**Aim of the exercise:** Could you lay out the rows below, from the line containing "Locate the moored" through the line containing "Target: concrete cart path", as a JSON list of strings with one string per line? Omit blank lines and leave the pictures out.

[Rows from an object pointing dataset]

═══

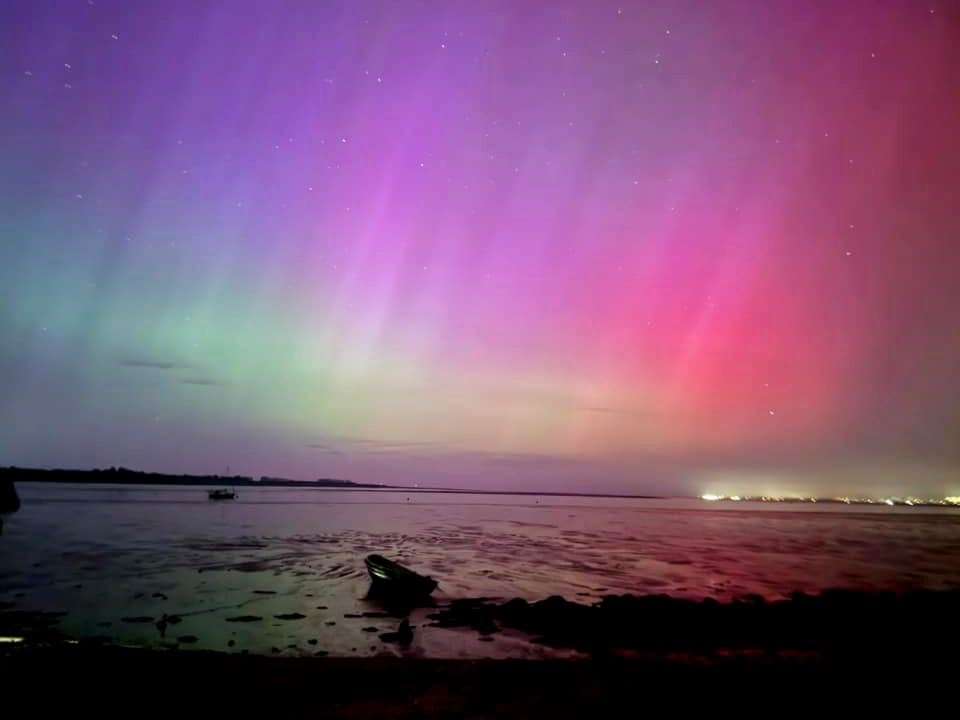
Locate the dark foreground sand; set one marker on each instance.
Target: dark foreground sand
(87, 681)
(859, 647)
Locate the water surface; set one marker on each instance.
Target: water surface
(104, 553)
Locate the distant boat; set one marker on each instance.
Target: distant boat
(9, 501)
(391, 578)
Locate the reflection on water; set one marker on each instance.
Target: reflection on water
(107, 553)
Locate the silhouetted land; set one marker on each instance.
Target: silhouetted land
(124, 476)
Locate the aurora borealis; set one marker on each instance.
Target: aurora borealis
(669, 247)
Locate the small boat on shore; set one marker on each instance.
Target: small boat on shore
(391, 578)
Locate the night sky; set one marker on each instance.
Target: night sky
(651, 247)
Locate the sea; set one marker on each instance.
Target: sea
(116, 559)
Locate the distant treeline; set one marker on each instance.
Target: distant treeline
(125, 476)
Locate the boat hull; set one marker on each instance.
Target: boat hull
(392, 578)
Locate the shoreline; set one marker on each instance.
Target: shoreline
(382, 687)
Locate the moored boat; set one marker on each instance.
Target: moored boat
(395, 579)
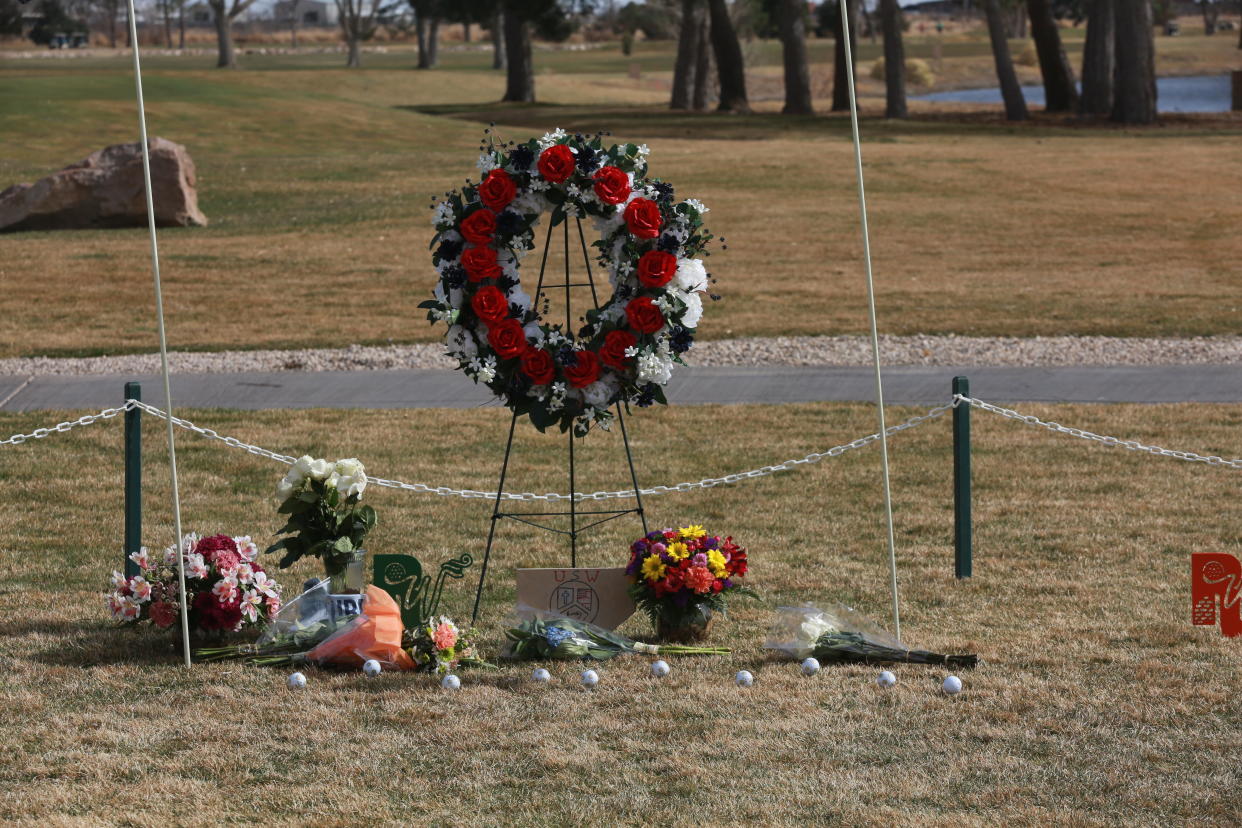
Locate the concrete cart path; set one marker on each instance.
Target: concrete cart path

═══

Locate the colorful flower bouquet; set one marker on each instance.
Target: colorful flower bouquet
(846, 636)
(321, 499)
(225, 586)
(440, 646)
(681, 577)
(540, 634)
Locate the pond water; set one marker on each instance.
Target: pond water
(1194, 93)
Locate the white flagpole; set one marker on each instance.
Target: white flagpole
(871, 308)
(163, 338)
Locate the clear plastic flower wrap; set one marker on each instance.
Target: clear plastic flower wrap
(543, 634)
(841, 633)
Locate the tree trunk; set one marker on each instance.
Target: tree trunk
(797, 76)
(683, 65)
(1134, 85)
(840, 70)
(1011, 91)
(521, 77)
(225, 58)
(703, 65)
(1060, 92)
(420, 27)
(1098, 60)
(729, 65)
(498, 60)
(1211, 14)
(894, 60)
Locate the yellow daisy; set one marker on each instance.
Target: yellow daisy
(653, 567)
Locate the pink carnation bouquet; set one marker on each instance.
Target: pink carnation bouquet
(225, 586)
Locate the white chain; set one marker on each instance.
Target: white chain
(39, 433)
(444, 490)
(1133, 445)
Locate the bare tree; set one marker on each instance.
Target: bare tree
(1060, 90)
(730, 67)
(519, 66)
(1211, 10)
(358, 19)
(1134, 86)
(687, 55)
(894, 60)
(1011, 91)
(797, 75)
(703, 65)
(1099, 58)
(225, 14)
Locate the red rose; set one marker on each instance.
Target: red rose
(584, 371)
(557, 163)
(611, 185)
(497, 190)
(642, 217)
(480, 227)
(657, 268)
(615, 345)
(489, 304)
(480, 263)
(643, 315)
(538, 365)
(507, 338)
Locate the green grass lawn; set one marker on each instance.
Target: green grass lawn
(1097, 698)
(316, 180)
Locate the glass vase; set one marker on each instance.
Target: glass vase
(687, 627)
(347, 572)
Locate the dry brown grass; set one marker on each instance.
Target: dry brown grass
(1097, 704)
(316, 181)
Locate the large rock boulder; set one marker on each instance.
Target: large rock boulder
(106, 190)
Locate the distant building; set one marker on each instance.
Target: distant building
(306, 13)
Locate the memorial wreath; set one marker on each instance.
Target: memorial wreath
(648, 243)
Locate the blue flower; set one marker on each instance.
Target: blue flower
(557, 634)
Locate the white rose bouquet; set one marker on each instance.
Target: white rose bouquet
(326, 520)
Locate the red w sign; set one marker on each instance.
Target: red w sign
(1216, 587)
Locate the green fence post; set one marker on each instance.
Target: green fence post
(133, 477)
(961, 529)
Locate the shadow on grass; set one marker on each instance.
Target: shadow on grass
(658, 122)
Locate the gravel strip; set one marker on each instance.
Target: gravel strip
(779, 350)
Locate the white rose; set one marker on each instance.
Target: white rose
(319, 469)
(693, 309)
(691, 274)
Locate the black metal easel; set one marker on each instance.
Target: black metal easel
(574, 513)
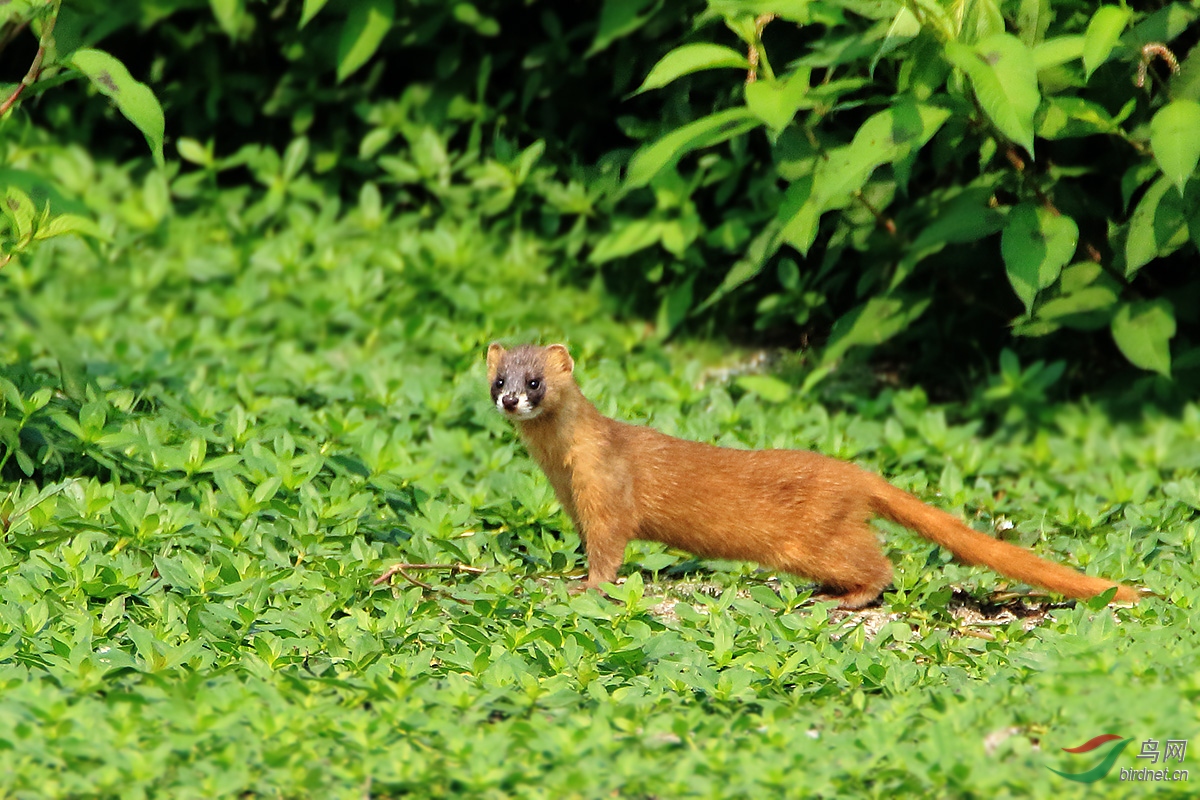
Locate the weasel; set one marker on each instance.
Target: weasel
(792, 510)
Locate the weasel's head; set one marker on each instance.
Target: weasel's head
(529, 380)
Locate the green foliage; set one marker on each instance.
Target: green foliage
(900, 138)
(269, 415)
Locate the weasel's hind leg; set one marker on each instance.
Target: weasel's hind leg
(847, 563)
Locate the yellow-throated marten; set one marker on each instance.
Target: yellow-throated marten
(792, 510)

═══

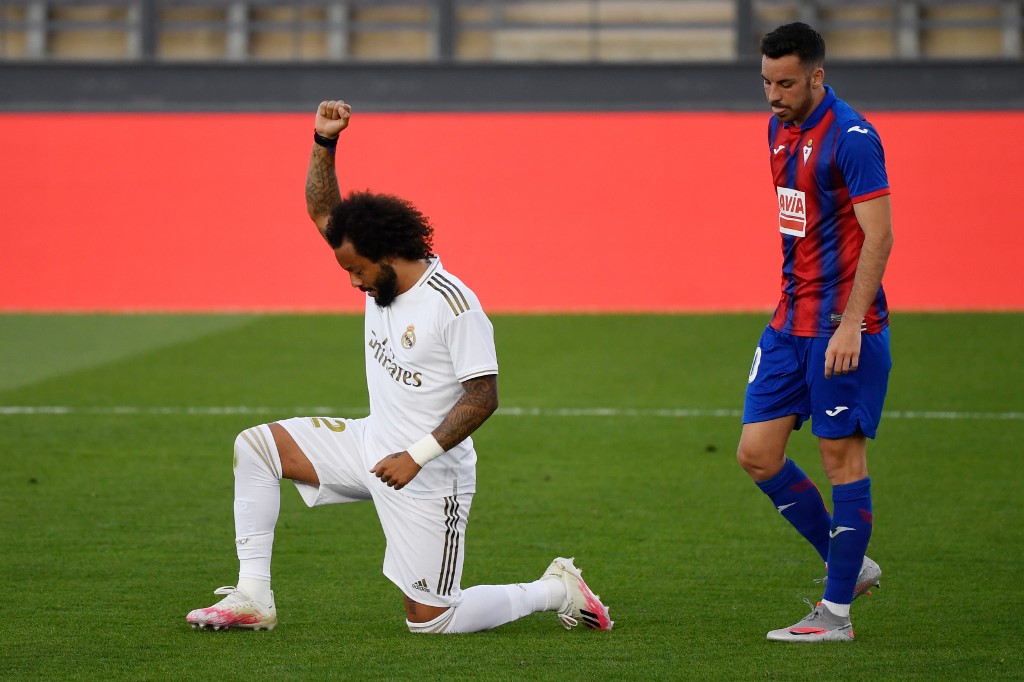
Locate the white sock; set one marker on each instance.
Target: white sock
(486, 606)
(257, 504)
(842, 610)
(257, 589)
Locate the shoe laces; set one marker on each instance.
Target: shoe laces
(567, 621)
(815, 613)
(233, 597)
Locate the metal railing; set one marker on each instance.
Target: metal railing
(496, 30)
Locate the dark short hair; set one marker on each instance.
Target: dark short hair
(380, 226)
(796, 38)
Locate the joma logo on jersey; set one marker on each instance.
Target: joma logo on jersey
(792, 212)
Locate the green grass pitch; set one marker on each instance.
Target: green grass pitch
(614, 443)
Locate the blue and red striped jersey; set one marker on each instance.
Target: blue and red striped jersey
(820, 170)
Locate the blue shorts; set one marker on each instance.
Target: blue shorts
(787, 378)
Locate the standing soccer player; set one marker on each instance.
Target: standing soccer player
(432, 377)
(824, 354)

═══

**Result:**
[
  "Locate the moored boat; set one marker on each instance.",
  "Target: moored boat",
  "(395, 579)",
  "Locate the concrete cart path; set one marker on each instance.",
  "Target: concrete cart path"
]